● **Your objective**
Continue the project description for the diabetes prediction system, starting after its last sentence.

***** Extract *****

Smart Diabetes Prediction System Using Machine Learning Algorithms
Smart Diabetes Prediction System Using Machine Learning Algorithms
IEEE BASE PAPER TITLE:
Improving Healthcare Prediction of Diabetic Patients Using KNN Imputed Features and Tri-Ensemble Model
IEEE BASE PAPER ABSTRACT:
Objective: Diabetes ranks as the most prevalent ailment in developing nations. Vital steps to mitigate the consequences of diabetes include early detection and expert medical intervention. A highly effective approach for identifying diabetes involves assessing the specific indicators associated with this condition. When it comes to automated diabetes detection, frequently encountered datasets frequently exhibit gaps in data, which can markedly impact the effectiveness of machine learning models. Methods: The aim of this study is to propose an automated method for predicting diabetes, with a focus on appropriately dealing with missing data and improving accuracy. The proposed framework makes use of K-Nearest Neighbour (KNN) imputed features along with a Tri-ensemble voting classifier model. Results: By incorporating the KNN imputer, the presented model demonstrates impressive performance metrics, including an accuracy of 97.49%, precision of 98.16%, recall of 99.35%, and an F1 score of 98.84%. The study conducted a thorough comparison of this proposed model against seven alternative machine learning algorithms, assessing them under two conditions: one with omitted missing values and another with the KNN imputer applied. These findings support the proposed model’s efficacy, highlighting its superiority over currently established state-of-the-art techniques. Conclusion: This research explores the problem of missing data in diabetes diagnosis and highlights the efficacy of the KNN-imputed technique. The results are promising for healthcare practitioners as they could facilitate early detection and improve the quality of diabetic patient care.
OUR PROPOSED PROJECT ABSTRACT:
Diabetes is a chronic medical condition that occurs when the body is unable to properly process and regulate blood glucose levels. It is a major global health concern, with both genetic and lifestyle factors contributing to its development. Early detection and prediction of diabetes can help in the management and prevention of complications, making predictive systems essential in healthcare today.
The “Smart Diabetes Prediction System Using Machine Learning Algorithms” is designed to predict the likelihood of diabetes in individuals based on various health parameters. This system is developed using Python for the backend and Flask as the web framework, with the frontend built using HTML, CSS, and JavaScript for a seamless user experience. The system utilizes four powerful machine learning models: Stacking Classifier, ExtraTree Classifier, LGBM Classifier, and CatBoost Classifier, which are trained and evaluated using the enhanced Pima Indians Diabetes Database. The dataset comprises 1,382 records with features such as Pregnancies, Glucose levels, Blood Pressure, Skin Thickness, Insulin, BMI, Diabetes Pedigree Function, Age, and Outcome.

***** Given entries *****

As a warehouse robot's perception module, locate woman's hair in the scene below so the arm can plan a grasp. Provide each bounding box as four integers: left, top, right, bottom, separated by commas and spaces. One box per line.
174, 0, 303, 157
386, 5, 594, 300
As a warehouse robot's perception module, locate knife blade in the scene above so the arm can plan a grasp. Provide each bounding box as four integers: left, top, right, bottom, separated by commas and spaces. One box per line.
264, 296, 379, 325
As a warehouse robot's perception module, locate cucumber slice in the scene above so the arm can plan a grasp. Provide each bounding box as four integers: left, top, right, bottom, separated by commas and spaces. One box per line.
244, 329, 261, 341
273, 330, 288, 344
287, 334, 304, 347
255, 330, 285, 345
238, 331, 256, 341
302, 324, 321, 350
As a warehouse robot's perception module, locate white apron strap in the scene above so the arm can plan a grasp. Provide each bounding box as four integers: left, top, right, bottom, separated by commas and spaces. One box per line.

*****

● **Result below**
Among the models, the Stacking Classifier delivers a Train Accuracy of 99% and a Test Accuracy of 92%. The ExtraTree Classifier achieves perfect Train Accuracy of 100% and a Test Accuracy of 93%. The LGBM Classifier, known for its efficiency in handling large datasets, also performs remarkably, with 100% Train Accuracy and a Test Accuracy of 95%. Finally, the CatBoost Classifier, a gradient boosting model, outperforms the others, achieving 100% accuracy on both the Train and Test datasets.
This system offers a high-accuracy, robust solution for early diabetes detection using advanced machine learning techniques with an intuitive web interface. The user inputs health data through the web interface and the model predicts the likelihood of diabetes, aiding healthcare providers in early diagnosis and preventive care. By integrating machine learning with accessible web technology, the system not only demonstrates the power of predictive analytics but also offers a practical tool for improving diabetes care and management.
PROJECT OUTPUT VIDEO:
ALGORITHM / MODEL USED:
Stacking Classifier, ExtraTree Classifier, LGBM Classifier, CatBoost Classifier.
SYSTEM REQUIREMENTS:
HARDWARE REQUIREMENTS:
- System : Pentium i3 Processor.
- Hard Disk : 500 GB.
- Monitor : 15’’ LED.
- Input Devices : Keyboard, Mouse.
- Ram : 8 GB.
SOFTWARE REQUIREMENTS:
- Operating System : Windows 10 / 11.
- Coding Language : Python 3.12.0.
- Web Framework : Flask.
- Frontend : HTML, CSS, JavaScript.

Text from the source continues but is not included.